PROVIDED TEXT:

--

MSN Now on Tuesday shared Gang’s story. Gang, who didn’t even know his original birth name, was kidnapped and raised 900 miles away in the town of Sanming. MSN Now said Gang lived a relatively happy childhood, but his memories as a 5-year-old always stuck with him.

What makes Gang’s reunion story especially implausible is that he had very few facts to assist volunteers who worked to find his parents. Gang did not know his real name, his parents’ names or the village where he was raised.

All Gang had was disjointed memories – an old stone bridge opposite a little house, a tiled roof, two streams running close to the home and nearby rice fields that Gang would cross on his way to school.

It sounds like the idyllic landscape of any small village in rural China, but Gang said he would repeat small details every night before he fell asleep so that would never forget.

In October 2012, Gang turned to a website called Baby Come Home, a volunteer-run forum where parents and abducted children share details of their cases.

--

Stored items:
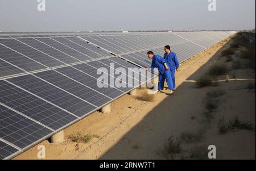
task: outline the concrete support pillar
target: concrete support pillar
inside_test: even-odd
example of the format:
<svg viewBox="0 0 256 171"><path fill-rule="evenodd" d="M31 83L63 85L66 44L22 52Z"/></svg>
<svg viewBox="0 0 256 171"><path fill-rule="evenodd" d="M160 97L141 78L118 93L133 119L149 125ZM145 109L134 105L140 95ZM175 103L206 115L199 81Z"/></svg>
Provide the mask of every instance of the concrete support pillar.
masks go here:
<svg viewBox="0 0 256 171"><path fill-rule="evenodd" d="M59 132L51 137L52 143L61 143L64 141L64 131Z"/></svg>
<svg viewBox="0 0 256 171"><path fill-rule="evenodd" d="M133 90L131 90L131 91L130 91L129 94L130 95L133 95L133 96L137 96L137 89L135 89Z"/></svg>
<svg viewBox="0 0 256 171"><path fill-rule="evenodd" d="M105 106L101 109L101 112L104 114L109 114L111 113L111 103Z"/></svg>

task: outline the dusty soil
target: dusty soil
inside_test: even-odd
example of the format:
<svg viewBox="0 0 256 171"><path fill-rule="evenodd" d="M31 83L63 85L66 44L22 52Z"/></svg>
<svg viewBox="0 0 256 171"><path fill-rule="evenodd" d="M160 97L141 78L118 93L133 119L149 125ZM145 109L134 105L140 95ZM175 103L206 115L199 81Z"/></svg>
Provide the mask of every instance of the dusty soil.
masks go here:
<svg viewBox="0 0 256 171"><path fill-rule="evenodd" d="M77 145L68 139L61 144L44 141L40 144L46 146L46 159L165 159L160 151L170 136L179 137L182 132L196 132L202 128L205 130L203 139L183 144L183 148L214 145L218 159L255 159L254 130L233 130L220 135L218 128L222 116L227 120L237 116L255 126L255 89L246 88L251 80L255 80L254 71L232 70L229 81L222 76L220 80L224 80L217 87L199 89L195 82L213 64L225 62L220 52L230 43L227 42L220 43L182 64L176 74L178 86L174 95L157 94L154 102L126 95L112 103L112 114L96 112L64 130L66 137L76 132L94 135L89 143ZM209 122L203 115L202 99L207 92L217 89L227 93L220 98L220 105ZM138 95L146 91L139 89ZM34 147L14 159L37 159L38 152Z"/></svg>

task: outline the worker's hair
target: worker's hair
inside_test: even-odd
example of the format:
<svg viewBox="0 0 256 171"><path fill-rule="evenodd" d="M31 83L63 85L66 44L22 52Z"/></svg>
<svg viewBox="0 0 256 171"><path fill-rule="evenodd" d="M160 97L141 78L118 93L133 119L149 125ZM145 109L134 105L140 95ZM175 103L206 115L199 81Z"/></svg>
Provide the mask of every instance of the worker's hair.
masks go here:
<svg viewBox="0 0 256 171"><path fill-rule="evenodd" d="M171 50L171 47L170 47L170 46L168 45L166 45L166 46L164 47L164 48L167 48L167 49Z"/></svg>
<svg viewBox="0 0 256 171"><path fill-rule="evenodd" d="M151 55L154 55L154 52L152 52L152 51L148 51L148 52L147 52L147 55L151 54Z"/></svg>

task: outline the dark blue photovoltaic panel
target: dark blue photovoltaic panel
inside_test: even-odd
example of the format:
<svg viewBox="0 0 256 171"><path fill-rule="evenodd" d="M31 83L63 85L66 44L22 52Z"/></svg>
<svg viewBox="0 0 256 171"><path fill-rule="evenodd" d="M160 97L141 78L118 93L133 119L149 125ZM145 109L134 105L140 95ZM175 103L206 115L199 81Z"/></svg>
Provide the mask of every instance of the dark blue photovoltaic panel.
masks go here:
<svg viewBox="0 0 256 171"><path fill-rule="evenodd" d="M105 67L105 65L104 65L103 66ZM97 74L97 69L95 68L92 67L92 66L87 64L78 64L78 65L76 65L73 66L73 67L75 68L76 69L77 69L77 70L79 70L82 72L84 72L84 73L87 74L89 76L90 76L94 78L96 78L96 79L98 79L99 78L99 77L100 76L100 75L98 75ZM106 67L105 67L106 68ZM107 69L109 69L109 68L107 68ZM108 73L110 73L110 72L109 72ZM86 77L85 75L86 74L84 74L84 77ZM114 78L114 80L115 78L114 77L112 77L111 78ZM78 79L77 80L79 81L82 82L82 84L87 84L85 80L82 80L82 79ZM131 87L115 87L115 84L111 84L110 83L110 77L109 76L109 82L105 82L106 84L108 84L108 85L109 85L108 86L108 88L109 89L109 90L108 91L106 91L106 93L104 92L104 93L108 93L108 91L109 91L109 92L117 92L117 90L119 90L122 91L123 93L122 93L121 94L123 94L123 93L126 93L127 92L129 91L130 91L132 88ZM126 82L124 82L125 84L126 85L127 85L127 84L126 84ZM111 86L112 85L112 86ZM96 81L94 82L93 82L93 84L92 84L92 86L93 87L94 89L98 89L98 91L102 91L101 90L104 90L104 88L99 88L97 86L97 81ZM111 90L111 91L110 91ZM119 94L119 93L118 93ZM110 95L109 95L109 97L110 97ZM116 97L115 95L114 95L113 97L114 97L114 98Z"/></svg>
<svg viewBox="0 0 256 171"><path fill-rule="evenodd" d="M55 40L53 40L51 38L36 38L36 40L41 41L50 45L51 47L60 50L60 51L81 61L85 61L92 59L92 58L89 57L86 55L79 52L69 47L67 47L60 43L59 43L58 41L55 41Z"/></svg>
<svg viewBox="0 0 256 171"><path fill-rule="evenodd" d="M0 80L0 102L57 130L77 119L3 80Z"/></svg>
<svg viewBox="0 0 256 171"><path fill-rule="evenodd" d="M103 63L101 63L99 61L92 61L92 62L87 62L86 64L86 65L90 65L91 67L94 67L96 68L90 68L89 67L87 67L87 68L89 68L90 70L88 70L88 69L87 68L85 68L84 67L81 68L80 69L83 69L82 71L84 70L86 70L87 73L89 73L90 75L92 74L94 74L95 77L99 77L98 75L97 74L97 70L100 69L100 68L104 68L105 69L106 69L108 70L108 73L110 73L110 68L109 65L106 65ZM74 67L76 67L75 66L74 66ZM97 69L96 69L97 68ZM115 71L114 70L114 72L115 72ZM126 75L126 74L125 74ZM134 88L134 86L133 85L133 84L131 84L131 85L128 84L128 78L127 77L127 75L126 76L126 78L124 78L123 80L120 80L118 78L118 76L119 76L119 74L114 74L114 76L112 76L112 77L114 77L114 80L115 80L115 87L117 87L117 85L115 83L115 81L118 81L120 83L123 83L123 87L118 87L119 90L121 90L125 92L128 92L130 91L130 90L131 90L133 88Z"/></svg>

--

WHAT IS BEING ASKED: According to the article about Gang, in which town was he raised after being kidnapped? The stored items have no connection to the article.

WRITTEN ANSWER: Sanming, 900 miles away.